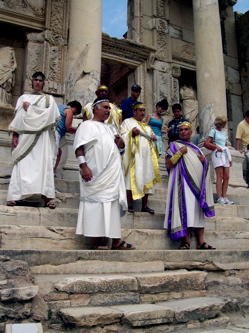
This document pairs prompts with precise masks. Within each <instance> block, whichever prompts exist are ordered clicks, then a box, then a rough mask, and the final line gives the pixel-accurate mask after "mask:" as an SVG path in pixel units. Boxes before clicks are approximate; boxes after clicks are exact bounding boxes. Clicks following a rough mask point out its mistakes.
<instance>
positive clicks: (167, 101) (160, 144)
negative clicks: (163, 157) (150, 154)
mask: <svg viewBox="0 0 249 333" xmlns="http://www.w3.org/2000/svg"><path fill="white" fill-rule="evenodd" d="M167 109H168V101H167V99H166V98H164V99H162V100H161V101H159V102H158V103H157V104H156V111H155V112H153V113H151V114H148V116H147V117H146V123H147V124H148V125H149V126H150V127H151V128H152V131H153V132H154V134H155V136H156V146H157V152H158V154H159V155H162V153H163V150H162V149H163V148H162V144H163V143H162V142H163V141H162V134H166V133H167V131H165V130H162V126H163V119H162V113H163V112H164V111H166V110H167Z"/></svg>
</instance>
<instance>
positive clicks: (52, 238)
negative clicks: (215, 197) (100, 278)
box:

----------------

EXERCISE INSTRUCTIONS
Write out the stretch of the records from the line containing "</instance>" through their last line, reproducing every character unchanged.

WRITTEN REPLY
</instance>
<instance>
positive clicks: (52, 238)
negative clicks: (215, 197) (100, 278)
box:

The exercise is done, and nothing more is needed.